#### EXERCISE OBJECTIVE:
Could you duplicate all of the data below line for line, leaving the pictures out of your answer?

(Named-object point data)
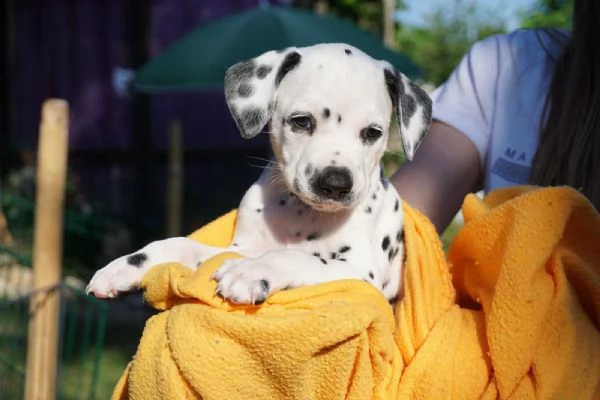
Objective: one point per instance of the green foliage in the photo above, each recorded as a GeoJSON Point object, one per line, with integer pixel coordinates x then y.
{"type": "Point", "coordinates": [449, 32]}
{"type": "Point", "coordinates": [549, 14]}
{"type": "Point", "coordinates": [368, 14]}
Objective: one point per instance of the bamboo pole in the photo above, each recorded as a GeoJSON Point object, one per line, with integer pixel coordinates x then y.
{"type": "Point", "coordinates": [42, 357]}
{"type": "Point", "coordinates": [175, 180]}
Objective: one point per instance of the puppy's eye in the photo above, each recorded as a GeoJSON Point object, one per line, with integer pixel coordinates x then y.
{"type": "Point", "coordinates": [370, 134]}
{"type": "Point", "coordinates": [302, 122]}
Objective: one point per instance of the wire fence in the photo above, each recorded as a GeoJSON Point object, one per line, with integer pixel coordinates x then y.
{"type": "Point", "coordinates": [82, 326]}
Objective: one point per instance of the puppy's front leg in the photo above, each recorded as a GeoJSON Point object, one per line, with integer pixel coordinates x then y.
{"type": "Point", "coordinates": [252, 280]}
{"type": "Point", "coordinates": [125, 274]}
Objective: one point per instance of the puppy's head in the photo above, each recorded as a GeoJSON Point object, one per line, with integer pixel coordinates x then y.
{"type": "Point", "coordinates": [330, 109]}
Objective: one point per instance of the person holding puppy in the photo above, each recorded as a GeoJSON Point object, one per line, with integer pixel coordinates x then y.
{"type": "Point", "coordinates": [520, 108]}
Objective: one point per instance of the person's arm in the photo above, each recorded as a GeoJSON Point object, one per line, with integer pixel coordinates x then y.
{"type": "Point", "coordinates": [444, 169]}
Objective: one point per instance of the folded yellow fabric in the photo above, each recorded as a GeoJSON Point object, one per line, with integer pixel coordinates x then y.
{"type": "Point", "coordinates": [525, 268]}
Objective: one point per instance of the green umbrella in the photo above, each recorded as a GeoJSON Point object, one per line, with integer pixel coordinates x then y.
{"type": "Point", "coordinates": [199, 60]}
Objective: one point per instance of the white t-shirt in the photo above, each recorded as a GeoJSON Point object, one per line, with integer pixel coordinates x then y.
{"type": "Point", "coordinates": [496, 97]}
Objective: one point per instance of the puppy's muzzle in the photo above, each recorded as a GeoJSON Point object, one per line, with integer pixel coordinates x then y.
{"type": "Point", "coordinates": [333, 183]}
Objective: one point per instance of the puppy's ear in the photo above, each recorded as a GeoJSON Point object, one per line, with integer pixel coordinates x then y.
{"type": "Point", "coordinates": [250, 88]}
{"type": "Point", "coordinates": [412, 106]}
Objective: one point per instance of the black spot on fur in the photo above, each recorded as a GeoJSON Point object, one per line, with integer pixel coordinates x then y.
{"type": "Point", "coordinates": [240, 72]}
{"type": "Point", "coordinates": [344, 249]}
{"type": "Point", "coordinates": [263, 71]}
{"type": "Point", "coordinates": [385, 243]}
{"type": "Point", "coordinates": [393, 84]}
{"type": "Point", "coordinates": [251, 117]}
{"type": "Point", "coordinates": [313, 236]}
{"type": "Point", "coordinates": [245, 90]}
{"type": "Point", "coordinates": [291, 61]}
{"type": "Point", "coordinates": [409, 107]}
{"type": "Point", "coordinates": [385, 183]}
{"type": "Point", "coordinates": [392, 253]}
{"type": "Point", "coordinates": [264, 286]}
{"type": "Point", "coordinates": [137, 259]}
{"type": "Point", "coordinates": [308, 170]}
{"type": "Point", "coordinates": [399, 236]}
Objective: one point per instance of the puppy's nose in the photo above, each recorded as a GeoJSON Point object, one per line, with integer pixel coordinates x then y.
{"type": "Point", "coordinates": [334, 183]}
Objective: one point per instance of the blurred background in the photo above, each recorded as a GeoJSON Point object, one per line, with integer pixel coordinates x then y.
{"type": "Point", "coordinates": [153, 151]}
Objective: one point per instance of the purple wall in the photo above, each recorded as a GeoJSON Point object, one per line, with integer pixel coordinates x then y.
{"type": "Point", "coordinates": [69, 49]}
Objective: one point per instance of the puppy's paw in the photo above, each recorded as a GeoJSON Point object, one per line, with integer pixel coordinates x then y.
{"type": "Point", "coordinates": [122, 275]}
{"type": "Point", "coordinates": [248, 281]}
{"type": "Point", "coordinates": [125, 274]}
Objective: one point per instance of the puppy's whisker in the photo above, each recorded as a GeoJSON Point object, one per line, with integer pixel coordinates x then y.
{"type": "Point", "coordinates": [394, 153]}
{"type": "Point", "coordinates": [263, 166]}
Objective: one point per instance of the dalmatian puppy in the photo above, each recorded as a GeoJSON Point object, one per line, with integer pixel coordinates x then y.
{"type": "Point", "coordinates": [321, 211]}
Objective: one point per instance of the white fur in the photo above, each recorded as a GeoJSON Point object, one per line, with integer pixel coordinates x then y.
{"type": "Point", "coordinates": [289, 231]}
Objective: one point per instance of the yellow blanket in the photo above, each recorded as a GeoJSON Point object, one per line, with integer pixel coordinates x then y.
{"type": "Point", "coordinates": [526, 271]}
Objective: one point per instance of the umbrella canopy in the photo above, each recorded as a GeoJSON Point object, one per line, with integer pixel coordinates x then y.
{"type": "Point", "coordinates": [199, 60]}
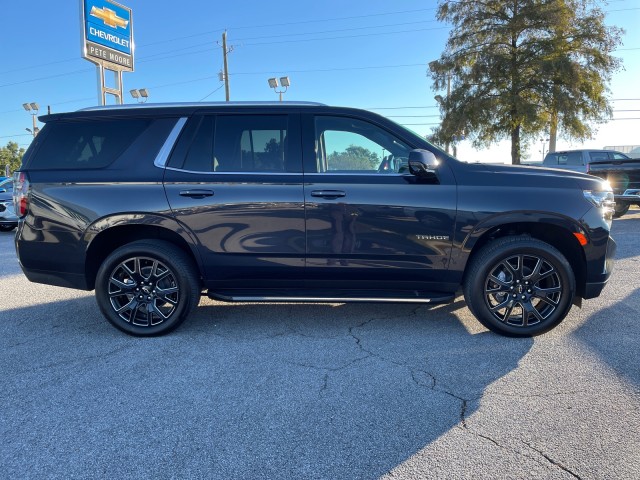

#### THE RESPONSE:
Objective: one point per instance of the green foliage in the photo above, each recorded as a GeoJSON Point object, one per line, with integer pixel coordinates x then y.
{"type": "Point", "coordinates": [449, 32]}
{"type": "Point", "coordinates": [549, 14]}
{"type": "Point", "coordinates": [368, 14]}
Objective: one point per instance of the bamboo pole in the photo above, each recorded as a GeoJSON Point object, one per line, with integer pixel coordinates x then y.
{"type": "Point", "coordinates": [42, 357]}
{"type": "Point", "coordinates": [175, 180]}
Objective: one point per instance of the puppy's eye in the photo above, each recorded as a GeoJSON Point object, one per line, with integer pixel coordinates x then y.
{"type": "Point", "coordinates": [370, 134]}
{"type": "Point", "coordinates": [302, 122]}
Objective: one point per instance of the wire fence in the photo above, each recorded as a GeoJSON Point object, one per line, with integer pixel coordinates x then y.
{"type": "Point", "coordinates": [82, 326]}
Objective: one point per instance of the puppy's front leg in the photo above, each recorded as a GeoJSON Point object, one per line, with integer pixel coordinates x then y.
{"type": "Point", "coordinates": [252, 280]}
{"type": "Point", "coordinates": [125, 274]}
Objective: one point per instance of the puppy's head in the photo above, each recorded as a GeoJSON Point object, one per line, with integer pixel coordinates x then y.
{"type": "Point", "coordinates": [330, 109]}
Objective: one point per instance of the person holding puppy in the photo above, each recorded as a GeoJSON Point object, one per line, with integer pixel coordinates x then y.
{"type": "Point", "coordinates": [520, 108]}
Objective: one point per instance of the person's arm in the photo above, each recorded as a GeoJSON Point object, one per line, with integer pixel coordinates x then y.
{"type": "Point", "coordinates": [444, 169]}
Objective: one point per instance of the folded yellow fabric in the photo above, each recorded as a GeoJSON Point object, one per line, with integer pixel coordinates x then y.
{"type": "Point", "coordinates": [525, 268]}
Objective: one point per instance of the green umbrella in the photo above, each recorded as a GeoJSON Point object, one per line, with integer pixel coordinates x then y.
{"type": "Point", "coordinates": [199, 60]}
Objective: one point per instance of the white t-shirt in the photo above, each recorded as a GeoJSON Point object, one per line, with integer pixel coordinates x then y.
{"type": "Point", "coordinates": [496, 97]}
Objective: one point per instance of the puppy's muzzle in the photo above, each recorded as a GeoJSON Point object, one per line, with integer pixel coordinates x then y.
{"type": "Point", "coordinates": [333, 183]}
Objective: one point per instance of the puppy's ear in the photo above, each recorded as a GeoJSON Point object, one per line, with integer pixel coordinates x then y.
{"type": "Point", "coordinates": [250, 88]}
{"type": "Point", "coordinates": [412, 106]}
Objective: one point per instance of the black spot on fur in the photo above, each recorded as a GeoJSON Point object, one per line, with integer pixel coordinates x then y.
{"type": "Point", "coordinates": [240, 72]}
{"type": "Point", "coordinates": [344, 249]}
{"type": "Point", "coordinates": [263, 71]}
{"type": "Point", "coordinates": [385, 243]}
{"type": "Point", "coordinates": [393, 84]}
{"type": "Point", "coordinates": [251, 117]}
{"type": "Point", "coordinates": [313, 236]}
{"type": "Point", "coordinates": [245, 90]}
{"type": "Point", "coordinates": [291, 61]}
{"type": "Point", "coordinates": [409, 107]}
{"type": "Point", "coordinates": [385, 183]}
{"type": "Point", "coordinates": [392, 253]}
{"type": "Point", "coordinates": [264, 286]}
{"type": "Point", "coordinates": [137, 259]}
{"type": "Point", "coordinates": [308, 170]}
{"type": "Point", "coordinates": [399, 236]}
Objective: one point per instance of the puppy's nose in the photo above, each recorded as a GeoJSON Point object, one per line, with integer pixel coordinates x then y.
{"type": "Point", "coordinates": [334, 183]}
Objective: one point per instance of the blurred background in the photo above, each recorded as a GeoJSON Point object, one per line, with integer pixel coordinates x then y.
{"type": "Point", "coordinates": [153, 151]}
Objective: one point per instance of the purple wall in the photo above, each recorded as a GeoJSON Point object, one per line, with integer pixel coordinates x then y.
{"type": "Point", "coordinates": [69, 49]}
Objective: one point per instance of the puppy's paw in the photo above, each recorded as a GeoJSON Point object, one per line, with integer pixel coordinates x then y.
{"type": "Point", "coordinates": [122, 275]}
{"type": "Point", "coordinates": [248, 281]}
{"type": "Point", "coordinates": [125, 274]}
Objective: one point per instance of the puppy's whisker in the photo above, each recorded as a GeoJSON Point object, one per line, with integer pixel coordinates x then y.
{"type": "Point", "coordinates": [394, 153]}
{"type": "Point", "coordinates": [263, 166]}
Objective: one point per instance of the dalmatian puppy in the photo above, each recorded as a GeoJSON Point object, one per line, with integer pixel coordinates x then y.
{"type": "Point", "coordinates": [321, 211]}
Objective: one point per instance of the white fur in the photo above, each recorded as a GeoJSON Point object, one per line, with integer pixel coordinates x then y.
{"type": "Point", "coordinates": [289, 231]}
Objective: one point per instance of the yellow blanket in the photo above, each recorded as a GeoJSON Point object, one per line, with integer pixel coordinates x then y.
{"type": "Point", "coordinates": [526, 271]}
Objective: one point per instance of the umbrella canopy in the photo above, each recorded as a GeoJSON Point object, one per line, with integer pixel coordinates x then y.
{"type": "Point", "coordinates": [199, 60]}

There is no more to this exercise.